| Your instructions |
Read the data and repeat it in full, exactly.

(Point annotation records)

══════════════════════════════

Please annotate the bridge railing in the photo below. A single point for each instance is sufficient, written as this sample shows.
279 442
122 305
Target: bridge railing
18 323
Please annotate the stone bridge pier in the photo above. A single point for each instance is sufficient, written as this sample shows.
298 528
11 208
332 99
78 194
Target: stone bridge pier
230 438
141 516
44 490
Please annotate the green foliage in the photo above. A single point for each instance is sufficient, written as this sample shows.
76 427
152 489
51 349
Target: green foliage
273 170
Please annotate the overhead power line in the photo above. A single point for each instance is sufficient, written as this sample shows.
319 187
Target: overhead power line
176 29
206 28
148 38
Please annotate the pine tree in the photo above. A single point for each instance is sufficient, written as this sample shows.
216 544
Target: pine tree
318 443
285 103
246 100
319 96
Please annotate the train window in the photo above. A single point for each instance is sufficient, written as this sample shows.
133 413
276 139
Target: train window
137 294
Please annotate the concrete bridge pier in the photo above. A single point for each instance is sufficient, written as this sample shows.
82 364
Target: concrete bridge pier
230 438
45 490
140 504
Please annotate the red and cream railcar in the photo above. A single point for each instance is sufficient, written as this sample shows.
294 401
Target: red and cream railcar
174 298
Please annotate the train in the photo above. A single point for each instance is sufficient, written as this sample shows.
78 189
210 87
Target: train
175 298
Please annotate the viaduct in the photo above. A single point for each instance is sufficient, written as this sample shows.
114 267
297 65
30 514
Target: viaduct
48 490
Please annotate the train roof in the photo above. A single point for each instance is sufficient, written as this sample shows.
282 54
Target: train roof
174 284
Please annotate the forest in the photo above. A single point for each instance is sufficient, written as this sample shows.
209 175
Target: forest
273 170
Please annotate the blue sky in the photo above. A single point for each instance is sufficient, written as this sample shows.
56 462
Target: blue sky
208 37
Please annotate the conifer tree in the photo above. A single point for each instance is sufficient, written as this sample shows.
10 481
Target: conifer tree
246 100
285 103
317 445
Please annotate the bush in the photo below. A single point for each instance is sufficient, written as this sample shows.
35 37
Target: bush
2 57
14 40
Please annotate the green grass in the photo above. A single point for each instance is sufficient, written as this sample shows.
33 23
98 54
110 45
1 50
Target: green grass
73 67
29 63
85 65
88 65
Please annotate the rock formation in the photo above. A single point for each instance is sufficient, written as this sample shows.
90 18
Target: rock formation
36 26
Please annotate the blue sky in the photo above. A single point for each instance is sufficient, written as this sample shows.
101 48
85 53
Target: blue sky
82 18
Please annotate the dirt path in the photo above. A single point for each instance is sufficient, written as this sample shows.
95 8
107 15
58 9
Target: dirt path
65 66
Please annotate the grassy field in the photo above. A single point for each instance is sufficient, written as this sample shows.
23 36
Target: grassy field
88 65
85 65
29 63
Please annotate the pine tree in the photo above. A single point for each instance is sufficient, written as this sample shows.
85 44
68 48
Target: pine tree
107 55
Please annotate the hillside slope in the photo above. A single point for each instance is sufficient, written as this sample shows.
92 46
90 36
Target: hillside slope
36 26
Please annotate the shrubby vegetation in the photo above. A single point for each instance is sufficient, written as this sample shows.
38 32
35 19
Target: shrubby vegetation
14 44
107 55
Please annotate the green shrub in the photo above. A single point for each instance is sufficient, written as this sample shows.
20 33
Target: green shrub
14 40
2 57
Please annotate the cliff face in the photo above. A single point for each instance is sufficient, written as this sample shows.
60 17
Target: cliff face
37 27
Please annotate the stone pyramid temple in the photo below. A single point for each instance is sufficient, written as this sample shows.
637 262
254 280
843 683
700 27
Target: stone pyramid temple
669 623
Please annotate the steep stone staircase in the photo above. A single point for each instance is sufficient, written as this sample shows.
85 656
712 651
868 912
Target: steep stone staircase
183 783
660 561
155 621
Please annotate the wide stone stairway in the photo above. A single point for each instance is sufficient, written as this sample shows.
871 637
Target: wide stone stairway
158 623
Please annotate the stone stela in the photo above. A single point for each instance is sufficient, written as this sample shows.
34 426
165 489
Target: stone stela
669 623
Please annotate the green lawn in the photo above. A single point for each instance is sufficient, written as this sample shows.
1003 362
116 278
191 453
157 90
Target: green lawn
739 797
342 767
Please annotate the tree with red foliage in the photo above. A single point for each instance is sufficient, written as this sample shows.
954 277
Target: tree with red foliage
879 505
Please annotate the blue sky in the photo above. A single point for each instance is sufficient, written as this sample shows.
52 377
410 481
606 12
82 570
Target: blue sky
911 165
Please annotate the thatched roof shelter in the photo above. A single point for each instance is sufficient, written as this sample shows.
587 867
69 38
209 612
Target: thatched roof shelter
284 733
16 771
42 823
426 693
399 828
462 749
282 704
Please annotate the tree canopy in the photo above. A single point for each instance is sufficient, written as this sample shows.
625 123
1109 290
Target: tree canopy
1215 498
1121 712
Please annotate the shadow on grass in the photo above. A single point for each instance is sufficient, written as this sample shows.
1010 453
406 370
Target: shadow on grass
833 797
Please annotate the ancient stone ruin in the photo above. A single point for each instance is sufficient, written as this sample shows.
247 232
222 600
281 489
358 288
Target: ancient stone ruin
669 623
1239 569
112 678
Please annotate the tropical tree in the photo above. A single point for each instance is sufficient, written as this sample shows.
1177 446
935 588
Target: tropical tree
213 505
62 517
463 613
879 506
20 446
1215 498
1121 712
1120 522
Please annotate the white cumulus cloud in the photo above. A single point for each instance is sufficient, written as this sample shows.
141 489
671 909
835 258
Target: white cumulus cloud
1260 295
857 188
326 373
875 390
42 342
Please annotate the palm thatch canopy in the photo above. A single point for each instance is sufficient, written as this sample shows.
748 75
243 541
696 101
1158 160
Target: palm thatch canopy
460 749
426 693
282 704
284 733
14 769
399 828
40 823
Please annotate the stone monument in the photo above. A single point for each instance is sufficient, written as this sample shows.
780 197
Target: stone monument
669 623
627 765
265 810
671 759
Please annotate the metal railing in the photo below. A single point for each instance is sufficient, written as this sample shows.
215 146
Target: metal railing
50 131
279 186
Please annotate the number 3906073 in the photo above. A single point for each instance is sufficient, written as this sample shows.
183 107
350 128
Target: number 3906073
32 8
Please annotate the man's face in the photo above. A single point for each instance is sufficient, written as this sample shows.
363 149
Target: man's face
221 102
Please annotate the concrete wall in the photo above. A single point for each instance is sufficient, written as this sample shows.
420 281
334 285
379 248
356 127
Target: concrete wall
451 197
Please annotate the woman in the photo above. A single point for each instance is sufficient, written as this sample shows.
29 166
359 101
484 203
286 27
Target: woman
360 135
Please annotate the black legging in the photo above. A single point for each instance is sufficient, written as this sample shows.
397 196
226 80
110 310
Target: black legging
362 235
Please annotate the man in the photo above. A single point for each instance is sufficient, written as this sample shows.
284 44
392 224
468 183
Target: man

══════════════════════════════

| Answer to this problem |
Please annotate the bridge railing in the photo below. A single point for each instance is sufficient, written as this sample shows.
279 442
122 305
Target: bridge railing
18 323
Please annotate the stone bridge pier in the photo above. A single point for each instance is sufficient, written as this sample shows.
298 528
11 208
332 99
78 194
Target: stone bridge pier
230 438
141 516
44 490
Please annotate the green foliage in the photo above. A single point for each instance is sufficient, written as this sample shows.
76 427
152 489
51 349
Target: green foliage
273 170
Please annotate the overhead power line in the photo above. A single point for each instance is sufficient, written as this sample shows.
319 187
Target: overhead power line
176 29
206 28
148 38
Please annotate the pine tree in the photo above. A single point for each instance is sufficient, written as this sample shows.
216 544
Target: pine tree
318 443
285 103
246 100
319 96
Please annotate the train window in the photo above. A single point for each instance is sufficient, written as this sample shows.
133 413
276 139
Target: train window
137 294
Please annotate the concrete bridge pier in the photo above. A single point for each instance is sufficient, written as this sample shows.
82 364
Target: concrete bridge pier
230 438
45 490
140 504
Please annotate the red and cream railcar in the photo above. A single point for each instance is sufficient, written as this sample shows.
294 401
Target: red and cream railcar
174 298
Please annotate the train in the photo above. A single point for each instance is sufficient, written as this sample shows.
78 189
210 87
Target: train
175 298
Please annotate the viaduct in the photo above. A single point for each instance is sufficient, written as this sample shows.
114 267
297 65
30 514
Target: viaduct
48 490
Please annotate the train roof in the photo above. A single point for each instance is sufficient, written as this sample shows.
282 54
Target: train roof
174 284
Please annotate the forest in the photo above. A single point for each instance is sufficient, written as this sample shows.
209 175
Target: forest
273 170
Please annotate the blue sky in the photo above. A single point for each instance is sufficient, written as this sample shows.
56 462
Target: blue sky
208 37
Please annotate the conifer tree in the photo above. A single point for each instance is sufficient, written as this sample shows.
10 481
Target: conifer tree
246 100
285 103
317 445
Please annotate the bush in the photo below. A single point for each instance is sufficient, written as this sample shows.
35 37
Target: bush
2 57
14 40
Please annotate the green grass in the photo above. A single point for each instance is sufficient, written as this sample shows.
33 23
98 54
110 45
1 50
Target: green grass
73 67
29 63
85 65
88 65
Please annotate the rock formation in the photo above. A single point for each instance is sufficient, written as this sample shows.
90 18
Target: rock formation
36 26
Please annotate the blue sky in the photo above. A single point for each instance is sufficient, written as this sample shows.
101 48
85 53
Target: blue sky
82 18
Please annotate the dirt path in the photo above. A single point for each instance is sufficient, written as this sample shows.
95 8
107 15
58 9
Target: dirt path
65 66
Please annotate the grassy field in the photo above. A single point for each instance is sufficient, written as this sample shows.
23 36
Target: grassy field
88 65
85 65
29 63
Please annotate the pine tree in the photo above. A single point for each instance is sufficient, written as this sample shows.
85 44
68 48
Target: pine tree
107 55
Please annotate the hillside slope in the photo above. A single point for each instance is sufficient, written as this sample shows.
92 46
90 36
Target: hillside slope
36 26
Please annotate the shrubby vegetation in the photo above. A single point for each instance is sufficient, written as this sample shows.
38 32
35 19
Target: shrubby vegetation
14 44
107 55
Please annotate the green shrub in the photo above. A single point for each instance is sufficient, written as this sample shows.
20 33
Target: green shrub
14 40
2 57
Please annotate the cliff face in the photo above. A single point for each instance is sufficient, written as this sample shows.
60 17
Target: cliff face
37 27
Please annotate the stone pyramid temple in the photo below. A single point for each instance is sufficient, written as this sample shows.
637 262
254 280
843 683
700 27
Target: stone pyramid temple
669 623
Please annotate the steep stone staircase in the photo above. A single point for each instance is sufficient, written as this sample shows.
85 656
712 651
868 912
Target: steep stone staircase
183 783
660 561
155 621
Please annotate the wide stone stairway in the photo above. A single point for each instance is sufficient, written as this sample shows.
871 637
Target: wide stone stairway
158 623
Please annotate the stone stela in the photo above. A single point for each instance is sufficient, written as this sample shows.
34 426
165 489
Target: stone stela
669 623
Please annotate the green lawn in the photo above. A single point for each instance is sufficient, written as this sample shows.
1003 362
116 278
191 453
157 90
Target: green lawn
739 797
342 767
Please annotate the tree with red foliage in the photo above. A single point for each instance is sufficient, written as this sample shows.
954 277
Target: tree with red foliage
879 505
Please annotate the blue sky in the photo above. A single point for each instance is sufficient, written as this sample shows.
52 377
410 481
606 12
82 570
Target: blue sky
911 165
Please annotate the thatched roof shelter in the photo above. A single point for each instance is sufficient, written as this sample shows.
587 867
69 38
209 612
Target: thatched roof shelter
284 733
16 771
42 823
426 693
399 828
462 749
282 704
Please annotate the tree canopy in the photo above. A single point for each instance is sufficient, written as this sample shows.
625 123
1109 290
Target: tree canopy
1215 498
1121 712
Please annotate the shadow on grass in the photo above. A single point for each instance is sufficient, written as this sample shows.
1010 453
406 370
Target: shadow on grass
833 797
Please annotate the ancient stone ruin in the photo above. A single point for each instance is sufficient, written as this sample shows.
247 232
222 600
281 489
358 288
Target: ancient stone ruin
669 623
1239 569
112 678
Please annotate the tropical tree in the photo above. A single point for each instance is sufficient, written as this sample shows.
1177 446
935 588
Target: tropical tree
213 505
62 517
463 613
879 506
20 446
1215 498
1121 712
1120 522
Please annotate the white cumulus cloud in the photo above. A single point for each instance is sufficient, written as this sample shows.
141 489
671 909
835 258
Target: white cumulus cloud
1260 295
857 188
326 373
875 390
42 342
Please annotate the palm thatch canopy in the photo above. A single point for each instance is sufficient, written as this sample shows.
748 75
243 541
696 101
1158 160
Target: palm thatch canopy
460 749
426 693
282 704
284 733
14 769
399 828
40 823
Please annotate the stone monument in the photo above. A single point for each instance is sufficient, written as this sample shows.
780 197
Target: stone monument
669 623
627 765
265 810
671 759
Please annotate the metal railing in the photo below. A single point for each instance is sufficient, written as this sample shows.
215 146
Target: metal railing
50 131
279 186
Please annotate the number 3906073 in the photo above. A single point for each instance is sufficient, written as this sample shows.
183 107
350 128
Target: number 3906073
32 8
Please annotate the man's face in the photo above. A single point for each instance is sufficient, written as this sample shows.
363 149
Target: man's face
221 102
Please annotate the concrete wall in the photo above. A single point for each instance is sufficient, written as this sample shows.
420 281
334 285
379 248
356 127
Target: concrete wall
451 197
Please annotate the woman in the photo above. A single point for each instance is sufficient, written as this sample shows.
29 166
359 101
484 203
286 27
Target: woman
360 135
Please annotate the black legging in the photo above. A single point for each instance is sufficient, written as this sample shows.
397 196
226 80
110 310
Target: black legging
362 235
Please annotate the man in the photo above. A single point for each instance is sufficient, written as this sample shows.
284 44
392 224
468 183
Target: man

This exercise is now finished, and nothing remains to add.